[READING PASSAGE]
'Major rearrangement of pandas DataFrame containing nested lists and dictionaries ( CFBD (College Football Database))
The College Football Database (cfbd) contains all team ranks for each week of every college football season going back to 1937.I am trying to set up data from the cfbd in a way that will allow me to examine how a particular team's AP Top 25 ranking changes week to week in multiple seasons. Ideally, I would like to organize this data like so:
Team | Season | Week1 Rank | Week2 Rank | 16 more weeks worth of ranks | ... | ||
---|---|---|---|---|---|---|---|
Alabama | 1937 | 4 | 3 | etc | etc | ||
Alabama | 1938 | 3 | 6 | etc | |||
etc | |||||||
Wyoming | 2017 | 24 | nr | ||||
Wyoming | 2020 | nr | 25 |
So the output table will have a row for every school that has ever been ranked for each year that it has been ranked.
After running pip install cfbd
I set up the API:
import pandas as pd
import cfbd
configuration = cfbd.Configuration()
# The cfbd API requires users to sign up for a free
# private key in order to access the data.

[PROVIDED MATERIAL]

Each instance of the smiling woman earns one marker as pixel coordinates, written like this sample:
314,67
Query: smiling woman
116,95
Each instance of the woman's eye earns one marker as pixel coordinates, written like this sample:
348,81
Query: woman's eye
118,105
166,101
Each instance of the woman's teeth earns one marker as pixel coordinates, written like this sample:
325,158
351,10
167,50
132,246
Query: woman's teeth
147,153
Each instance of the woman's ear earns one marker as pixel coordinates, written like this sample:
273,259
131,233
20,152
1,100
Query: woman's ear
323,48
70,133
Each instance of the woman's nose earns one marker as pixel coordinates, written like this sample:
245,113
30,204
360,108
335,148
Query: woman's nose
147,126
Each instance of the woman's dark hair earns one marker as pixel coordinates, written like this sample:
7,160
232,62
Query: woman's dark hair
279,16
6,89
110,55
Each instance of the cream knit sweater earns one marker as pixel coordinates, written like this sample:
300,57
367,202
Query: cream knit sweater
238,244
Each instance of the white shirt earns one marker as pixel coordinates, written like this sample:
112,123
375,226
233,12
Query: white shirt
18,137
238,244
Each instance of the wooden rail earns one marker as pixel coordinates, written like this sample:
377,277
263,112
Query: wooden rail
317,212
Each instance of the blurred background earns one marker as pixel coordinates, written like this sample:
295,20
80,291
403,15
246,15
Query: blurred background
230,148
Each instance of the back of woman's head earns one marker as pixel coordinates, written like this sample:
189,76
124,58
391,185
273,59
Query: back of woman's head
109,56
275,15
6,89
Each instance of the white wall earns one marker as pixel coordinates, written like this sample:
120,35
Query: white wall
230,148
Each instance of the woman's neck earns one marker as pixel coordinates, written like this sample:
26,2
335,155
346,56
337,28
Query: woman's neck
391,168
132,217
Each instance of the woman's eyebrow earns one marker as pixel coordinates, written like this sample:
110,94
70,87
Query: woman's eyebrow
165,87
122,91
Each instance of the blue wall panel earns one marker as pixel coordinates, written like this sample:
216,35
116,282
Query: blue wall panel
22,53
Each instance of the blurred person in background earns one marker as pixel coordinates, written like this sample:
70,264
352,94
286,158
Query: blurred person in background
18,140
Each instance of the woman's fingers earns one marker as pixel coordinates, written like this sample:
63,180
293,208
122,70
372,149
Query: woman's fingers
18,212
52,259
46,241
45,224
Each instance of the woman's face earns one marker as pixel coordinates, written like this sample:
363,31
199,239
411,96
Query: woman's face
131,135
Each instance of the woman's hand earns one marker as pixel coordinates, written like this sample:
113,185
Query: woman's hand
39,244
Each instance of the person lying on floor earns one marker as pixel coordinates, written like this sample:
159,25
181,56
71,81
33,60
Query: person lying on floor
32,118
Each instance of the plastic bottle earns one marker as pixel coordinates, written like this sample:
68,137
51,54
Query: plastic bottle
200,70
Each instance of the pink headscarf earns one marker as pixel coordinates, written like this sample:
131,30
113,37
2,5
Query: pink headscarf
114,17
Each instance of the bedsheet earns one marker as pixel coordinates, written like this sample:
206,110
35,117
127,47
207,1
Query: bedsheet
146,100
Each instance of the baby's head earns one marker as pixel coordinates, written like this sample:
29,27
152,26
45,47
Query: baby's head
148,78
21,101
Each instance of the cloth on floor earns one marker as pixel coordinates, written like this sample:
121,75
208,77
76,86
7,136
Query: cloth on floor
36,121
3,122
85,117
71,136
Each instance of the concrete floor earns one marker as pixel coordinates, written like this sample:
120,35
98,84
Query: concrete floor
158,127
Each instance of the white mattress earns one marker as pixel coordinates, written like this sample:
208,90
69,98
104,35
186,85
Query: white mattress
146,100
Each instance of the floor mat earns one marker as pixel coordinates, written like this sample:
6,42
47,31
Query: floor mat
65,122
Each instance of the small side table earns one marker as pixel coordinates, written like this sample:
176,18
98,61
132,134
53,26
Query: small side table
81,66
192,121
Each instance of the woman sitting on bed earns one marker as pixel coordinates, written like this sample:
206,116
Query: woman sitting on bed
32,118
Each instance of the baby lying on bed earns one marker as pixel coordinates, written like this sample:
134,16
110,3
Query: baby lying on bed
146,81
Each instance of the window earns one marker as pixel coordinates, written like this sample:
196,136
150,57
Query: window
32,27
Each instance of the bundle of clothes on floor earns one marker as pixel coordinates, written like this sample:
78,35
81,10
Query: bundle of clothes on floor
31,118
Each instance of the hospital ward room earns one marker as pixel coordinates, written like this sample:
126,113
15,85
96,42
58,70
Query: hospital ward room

[COMPLETE THE FOLLOWING]
1. Answer these questions about the forum post:
(a) Back to which year does the College Football Database's team rank data go?
(b) Which ranking does the poster want to follow from week to week?
(c) What does the cfbd API require users to sign up for?
2. From the forum post, print the stretch from "The College Football" through "configuration = cfbd.Configuration()".

[ANSWERS TO THE EXERCISE]
1.
(a) 1937
(b) The AP Top 25 ranking
(c) A free private key

2.
The College Football Database (cfbd) contains all team ranks for each week of every college football season going back to 1937.I am trying to set up data from the cfbd in a way that will allow me to examine how a particular team's AP Top 25 ranking changes week to week in multiple seasons. Ideally, I would like to organize this data like so:
Team | Season | Week1 Rank | Week2 Rank | 16 more weeks worth of ranks | ... | ||
---|---|---|---|---|---|---|---|
Alabama | 1937 | 4 | 3 | etc | etc | ||
Alabama | 1938 | 3 | 6 | etc | |||
etc | |||||||
Wyoming | 2017 | 24 | nr | ||||
Wyoming | 2020 | nr | 25 |
So the output table will have a row for every school that has ever been ranked for each year that it has been ranked.
After running pip install cfbd
I set up the API:
import pandas as pd
import cfbd
configuration = cfbd.Configuration()